Could you rewrite the lines from the one containing "First, the detection target: person" through the last line, swapping every "jacket" for "coat" and leaving all else unchanged?

[start of Records for the exercise]

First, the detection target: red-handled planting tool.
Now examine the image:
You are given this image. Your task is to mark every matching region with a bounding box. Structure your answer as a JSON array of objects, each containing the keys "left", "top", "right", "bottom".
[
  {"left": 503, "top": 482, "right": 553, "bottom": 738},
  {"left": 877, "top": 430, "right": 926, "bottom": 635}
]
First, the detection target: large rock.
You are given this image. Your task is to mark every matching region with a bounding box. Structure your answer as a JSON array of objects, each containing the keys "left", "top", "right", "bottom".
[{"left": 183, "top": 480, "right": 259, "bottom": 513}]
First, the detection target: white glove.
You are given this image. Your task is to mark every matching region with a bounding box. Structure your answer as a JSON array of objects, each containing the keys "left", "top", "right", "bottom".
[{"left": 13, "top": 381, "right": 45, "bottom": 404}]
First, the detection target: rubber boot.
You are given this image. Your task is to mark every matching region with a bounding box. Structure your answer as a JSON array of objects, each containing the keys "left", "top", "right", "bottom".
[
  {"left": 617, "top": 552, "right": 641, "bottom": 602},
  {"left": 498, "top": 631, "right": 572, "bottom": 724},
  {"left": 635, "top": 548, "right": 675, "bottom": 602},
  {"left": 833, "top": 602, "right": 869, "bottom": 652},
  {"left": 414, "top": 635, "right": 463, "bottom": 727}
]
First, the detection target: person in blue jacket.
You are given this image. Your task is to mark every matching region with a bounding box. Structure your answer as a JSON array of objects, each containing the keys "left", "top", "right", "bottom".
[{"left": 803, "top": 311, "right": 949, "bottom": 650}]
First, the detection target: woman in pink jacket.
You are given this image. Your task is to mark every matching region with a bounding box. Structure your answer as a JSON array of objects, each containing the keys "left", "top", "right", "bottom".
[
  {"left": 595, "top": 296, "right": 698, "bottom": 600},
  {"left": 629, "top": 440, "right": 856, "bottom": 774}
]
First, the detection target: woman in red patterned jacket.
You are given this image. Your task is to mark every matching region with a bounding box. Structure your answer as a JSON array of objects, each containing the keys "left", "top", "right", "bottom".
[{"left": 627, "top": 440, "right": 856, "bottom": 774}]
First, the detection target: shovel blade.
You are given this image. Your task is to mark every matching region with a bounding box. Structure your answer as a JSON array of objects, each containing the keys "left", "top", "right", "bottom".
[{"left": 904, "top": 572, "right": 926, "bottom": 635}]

[end of Records for the exercise]

§ **Written solution**:
First, the detection target: person in blue coat.
You are given this image. Your task is to mark every matching region with a bounding box. Structure your answer as a JSON array of objects, each containing the keys "left", "top", "right", "bottom".
[{"left": 803, "top": 311, "right": 949, "bottom": 650}]
First, the detection target: woman in pink coat.
You are given this image. Your task is to mark every matching region with a bounding box. Structure your answer as a JSON array of objects, each containing the keys "left", "top", "right", "bottom".
[
  {"left": 595, "top": 296, "right": 698, "bottom": 600},
  {"left": 629, "top": 440, "right": 856, "bottom": 774}
]
First, the detection target: woman in red patterned coat.
You are given this image. Your task is to mark every matching region with a bounding box. Structure your answer as a JSON array of objects, each containing the keys "left", "top", "right", "bottom".
[{"left": 627, "top": 440, "right": 856, "bottom": 774}]
First, the detection target: shovel blade.
You are given this image. Your task is to mark every matching region with a bounding box. Structure your answer as a JSON array of objects, each containing the keys "left", "top", "right", "bottom".
[{"left": 904, "top": 572, "right": 926, "bottom": 635}]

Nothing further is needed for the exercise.